GIVEN INSTRUCTION 1
Which lines of the records contain the string "reflection"? Gather every one of them, treating case as significant.

PASSAGE SHOWN
*-*-*
BMW’s 7 Series has a new look. It has a large kidney-shaped grill, even bigger than the 4 series. And people are hating it! Comments regarding the new look span from “a low budget ‘80s sci-fi movie” to slit-eyed Allegro with squirrel teeth.”

People are not thrilled. But says design head Adrian van Hooydonk "As a company, you have to keep moving. But the hardest thing to do is make changes while you are successful. If you are no longer successful, people will immediately start saying you need to make changes, but then you are in panic mode."

It is always difficult to know what to do when you are publicly criticized, as an individual or a company.

From a marketing and customer service perspective, listening to the customer and validating their feelings seems like a good move.

But that is not the route that BMW took.

They were quick to fire back, using the Millennial and Gen Z phrase “Ok Boomer.” This phrase is meant to be dismissive to the Baby Boomer generation. These generations are having a cultural and philosophical war. The Millennials and Gen Zers believe that the Baby Boomers are holding on too strongly to old and outdated values and systems. So BMW’s “Ok Boomer” response was an interesting choice.

This response is also interesting because Boomers are thought to have more spending power than the younger generations, so it would seem that they are ostracizing their market. But in fact, Millennials (born between 1980-2000) have the most spending power.

They make up the largest segment of the workforce and they are the most frequent users of social media. We also know Millennials are looking to spend their money with companies that match their values. They are more interested than other generations in seeing company CEOs speak out on issues they care about, and in buying products that display their political or social beliefs. Millennials also are more likely to boycott a brand they have bought from in the past if that company expresses a stance they disagree with.

BMW must have been aware of this when they responded to more criticism with a video stating “Did we somehow start to feel uncomfortable with the unknown? Or have we just stopped being open for anything new?”

These questions have been posed by younger generations for years when talking about social justice, politics and education. Change is what so many young people want, and it is what BMW unapologetically gave them.

We cannot be sure what was in the mind of those behind this campaign or these tweets, but it sure does appear to be an appeal to younger generations.

Also, BMW has a tried and true marketing strategy that includes 6 key points. Three of those key points speak directly to this latest marketing strategy:

Eager to Follow Content Marketing as a Flagship Marketing Strategy Ambassador a Proud Presenter of the Latest Technologies

Deep Knowledge About Who To Reach and How To Them.

It would seem that BMW’s marketing team knows exactly what they are doing!
*-*-*
GIVEN INSTRUCTION 2
Can you condense the paragraph of the BMW article that begins "They make up the largest segment" into a short list that keeps its main facts?
*-*-*
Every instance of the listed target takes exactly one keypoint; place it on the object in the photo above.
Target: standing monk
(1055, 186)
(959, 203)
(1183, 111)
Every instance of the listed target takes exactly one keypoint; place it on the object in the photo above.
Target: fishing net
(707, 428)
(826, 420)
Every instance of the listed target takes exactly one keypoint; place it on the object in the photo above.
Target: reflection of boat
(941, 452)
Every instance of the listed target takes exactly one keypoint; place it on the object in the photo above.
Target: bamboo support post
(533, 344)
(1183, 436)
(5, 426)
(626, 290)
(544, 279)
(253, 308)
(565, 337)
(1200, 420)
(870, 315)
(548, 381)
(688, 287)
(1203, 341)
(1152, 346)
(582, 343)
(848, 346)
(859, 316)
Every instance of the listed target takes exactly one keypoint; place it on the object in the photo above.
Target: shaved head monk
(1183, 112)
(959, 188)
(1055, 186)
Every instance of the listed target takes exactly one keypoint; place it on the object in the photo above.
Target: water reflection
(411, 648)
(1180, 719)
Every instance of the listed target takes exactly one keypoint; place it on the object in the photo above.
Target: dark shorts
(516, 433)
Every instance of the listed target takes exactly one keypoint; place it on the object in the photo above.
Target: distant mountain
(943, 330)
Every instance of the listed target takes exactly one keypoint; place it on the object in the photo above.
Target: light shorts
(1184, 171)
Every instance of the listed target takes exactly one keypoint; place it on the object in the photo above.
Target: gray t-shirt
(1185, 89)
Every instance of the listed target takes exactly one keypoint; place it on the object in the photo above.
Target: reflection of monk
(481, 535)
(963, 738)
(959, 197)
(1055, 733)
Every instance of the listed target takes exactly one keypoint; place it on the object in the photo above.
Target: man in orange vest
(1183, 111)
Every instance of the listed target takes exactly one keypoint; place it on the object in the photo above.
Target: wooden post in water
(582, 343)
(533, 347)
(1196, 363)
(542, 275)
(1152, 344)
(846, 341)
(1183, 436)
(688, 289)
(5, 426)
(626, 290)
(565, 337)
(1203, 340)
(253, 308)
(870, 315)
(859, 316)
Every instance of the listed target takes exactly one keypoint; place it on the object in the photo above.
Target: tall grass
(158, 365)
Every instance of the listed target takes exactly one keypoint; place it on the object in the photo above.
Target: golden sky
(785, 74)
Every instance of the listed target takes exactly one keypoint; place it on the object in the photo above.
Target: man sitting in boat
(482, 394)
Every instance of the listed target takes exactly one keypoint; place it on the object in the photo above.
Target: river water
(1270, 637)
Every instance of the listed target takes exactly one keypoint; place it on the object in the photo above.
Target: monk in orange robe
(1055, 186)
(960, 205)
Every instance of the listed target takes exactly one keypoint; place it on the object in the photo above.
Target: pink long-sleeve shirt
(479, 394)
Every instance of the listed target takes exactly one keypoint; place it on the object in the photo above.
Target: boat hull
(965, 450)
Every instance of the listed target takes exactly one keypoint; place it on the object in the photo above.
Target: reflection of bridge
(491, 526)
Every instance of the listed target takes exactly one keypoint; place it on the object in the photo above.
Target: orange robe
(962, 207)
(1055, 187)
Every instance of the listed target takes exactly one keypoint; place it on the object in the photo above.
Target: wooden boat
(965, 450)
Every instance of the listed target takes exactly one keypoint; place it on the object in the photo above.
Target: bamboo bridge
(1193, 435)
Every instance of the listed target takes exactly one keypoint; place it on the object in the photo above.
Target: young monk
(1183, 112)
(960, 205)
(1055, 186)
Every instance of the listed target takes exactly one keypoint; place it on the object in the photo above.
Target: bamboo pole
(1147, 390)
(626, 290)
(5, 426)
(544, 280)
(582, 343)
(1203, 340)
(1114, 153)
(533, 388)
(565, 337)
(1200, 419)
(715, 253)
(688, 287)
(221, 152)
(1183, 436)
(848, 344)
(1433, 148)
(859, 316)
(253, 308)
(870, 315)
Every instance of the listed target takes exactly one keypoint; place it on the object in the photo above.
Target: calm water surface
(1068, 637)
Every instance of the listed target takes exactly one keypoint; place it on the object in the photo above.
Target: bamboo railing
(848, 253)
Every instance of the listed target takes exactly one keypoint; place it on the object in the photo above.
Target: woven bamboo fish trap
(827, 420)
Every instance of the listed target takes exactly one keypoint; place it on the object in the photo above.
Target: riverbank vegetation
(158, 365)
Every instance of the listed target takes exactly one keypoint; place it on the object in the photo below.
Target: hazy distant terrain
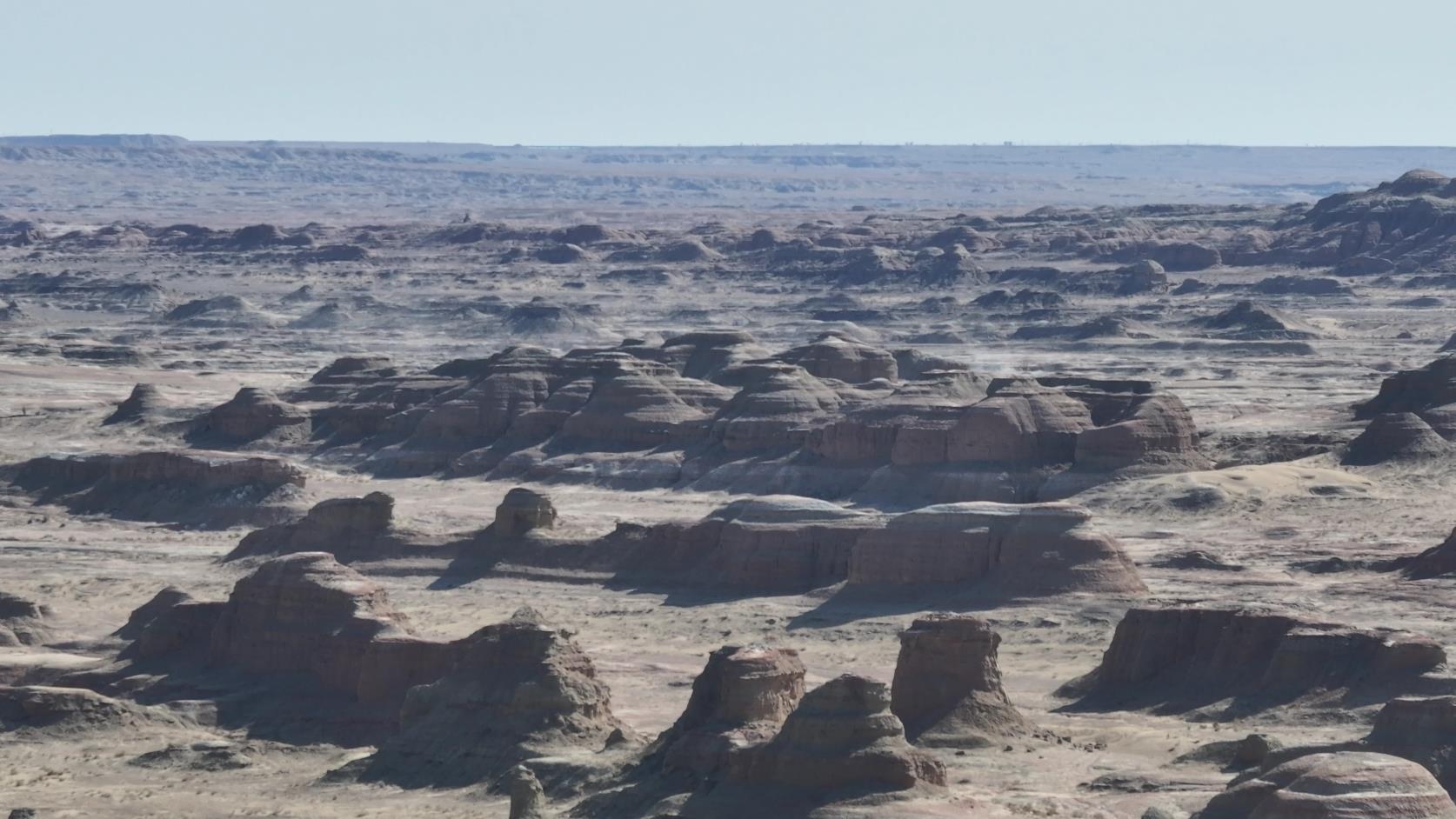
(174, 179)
*-*-*
RIGHT ANSWER 1
Target: reflection of boat
Target: water reflection
Target: reflection of monk
Target: reflection of bridge

RIGHT ANSWER 2
- Millennials are the largest segment of the workforce and the most frequent users of social media.
- They want to spend their money with companies that match their values.
- More than other generations, they want company CEOs to speak out on issues they care about and want to buy products that display their political or social beliefs.
- They are more likely to boycott a brand they have bought from before if it expresses a stance they disagree with.